What the exercise asks
Copy the post about canned tomatoes from "And for fun, a" up to and including "Britta said...", replacing "restaurants" with "diners".

Tuesday, November 3, 2009

Cans: not so great, actually

Now that I own a lifetime supply of canned tomatoes,* Mark Bittman informs us that can use means IMMINENT DEATH due to toxins in the material that lines cans, or, if not quite that, that "for the moment, it appears we’re looking at boxed tomatoes." We might be looking at boxed tomatoes, but I am most definitely looking at cans. Many, many, many cans. Cans purchased because they were on sale, on sale, perhaps, because other Whole Foods shoppers got the memo before I did.

Meanwhile, Jo and I thought the sale was due to a revelation that the Italian-seeming cans are actually a domestic product. While local is in, canned tomatoes fall into this category of foodstuffs still deemed inferior if not from the assumed location. San Marzano tomatoes are not, in fact, San Marzano tomatoes. Thank you, Red Hook Fairway:



Cheapness note: those same cans are going for 30 cents less at Whole Foods than the Fairway sale price, suggesting the predictable difference in concern about toxins of shoppers at the two stores.

*An artistic rendering of my apartment:



And for fun, a sign on a men's shoe store in my neighborhood:

4 comments:

PG said...

Shrug... I bet so long as canned tomatoes are cheap, all restaurants, fast food joints, delis etc. will continue using them. The folks worried about prenatal exposure and making their babies fat and stupid can buy the tomatoes in glass jars.

Phoebe Maltz Bovy said...

Oh, I have no doubt that even superposh restaurants use some canned goods - they're sort of unavoidable. I'm not throwing mine out, at any rate.

Britta said...

Input data

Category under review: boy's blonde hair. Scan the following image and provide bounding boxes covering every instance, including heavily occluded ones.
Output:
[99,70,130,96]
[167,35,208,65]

Answer space
And for fun, a sign on a men's shoe store in my neighborhood:

4 comments:

PG said...

Shrug... I bet so long as canned tomatoes are cheap, all diners, fast food joints, delis etc. will continue using them. The folks worried about prenatal exposure and making their babies fat and stupid can buy the tomatoes in glass jars.

Phoebe Maltz Bovy said...

Oh, I have no doubt that even superposh diners use some canned goods - they're sort of unavoidable. I'm not throwing mine out, at any rate.

Britta said...